*** SOURCE PASSAGE ***

Are You at Risk for Heart Disease

By: Andrew Bicknell

Knowing your personal risk for heart disease is the first step in prevention. Your risk is greatly increased if you have diabetes, high blood pressure, or high cholesterol. There is also hard evidence that certain ethnic groups including African Americans, Mexican Americans, Native Americans, Native Hawaiians are at an increased risk for this disease. It is believed that this increase risked among these groups is due to the higher rates of diabetes and obesity they exhibit.

There are many risk factors that influence the development of heart disease. If you have 2 or more risk factors, your risk is quadrupled. Three or more and your risk of heart disease is 8 to 20 times higher than if you had no risk factors at all. Many of these risk factors are interrelated. It is important to recognize the non-modifiable risk factors (risk factors you cannot change) and the modifiable risk factors (the risk factors you can change).

Being overweight and obese is a large risk factor for heart disease. This factor alone can lead to high blood pressure, high cholesterol, and diabetes. Chronic stress can also lead to high blood pressure or hypertension. A blood pressure reading over 140/90 is considered elevated and an increase risk for heart problems.

Over 18 million American have diabetes and 75% of all deaths related to diabetes are caused by heart disease. Diabetes is a disease that can damage artery walls, increasing the risk of developing atherosclerosis. Diabetes, which doubles the risk, is occurring at younger ages than in previous generations, mainly because of increasing obesity. Diabetes is a serious chronic disease that should not be taken lightly.

Cholesterol is a type of fat that is an essential nutrient for your body, but too much or not enough of the good type increases the risk for hardening of the arteries, which can lead to heart disease, heart attack and stroke. Cholesterol bound to low density lipoprotein, or LDL, is often referred to as the "bad" cholesterol, while cholesterol bound to high-density lipoprotein, or HDL, is referred to as the "good" cholesterol. People with high blood pressure also frequently have high cholesterol. The good news: When you lose weight cholesterol goes down, triglycerides go down, high blood pressure goes down, and HDL cholesterol goes up.

The best way to reduce your risk for heart disease is to have a healthy lifestyle. But reducing the risk for heart disease is a lifelong process and we need to understand that heart disease is the number one cause of death by disease in the United States today.

*** End of SOURCE PASSAGE ***
*** DATA EXTRACTS ***

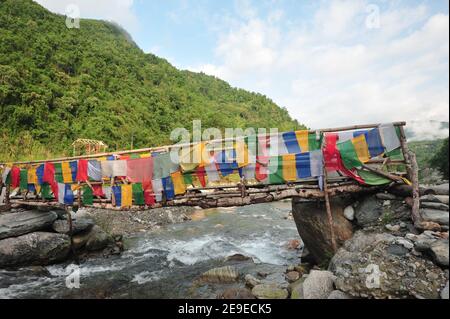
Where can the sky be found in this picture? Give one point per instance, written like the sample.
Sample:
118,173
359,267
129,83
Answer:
329,63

*** End of DATA EXTRACTS ***

### [ACTIVITY LIST]
1. Please reproduce the heart disease article word for word, starting with "Over 18 million" and going on through "be taken lightly.".
2. Name every ethnic group that the heart disease article identifies as being at increased risk for heart disease.

### [ANSWERS TO THIS EXERCISE]
1.
Over 18 million American have diabetes and 75% of all deaths related to diabetes are caused by heart disease. Diabetes is a disease that can damage artery walls, increasing the risk of developing atherosclerosis. Diabetes, which doubles the risk, is occurring at younger ages than in previous generations, mainly because of increasing obesity. Diabetes is a serious chronic disease that should not be taken lightly.

2. African Americans, Mexican Americans, Native Americans, Native Hawaiians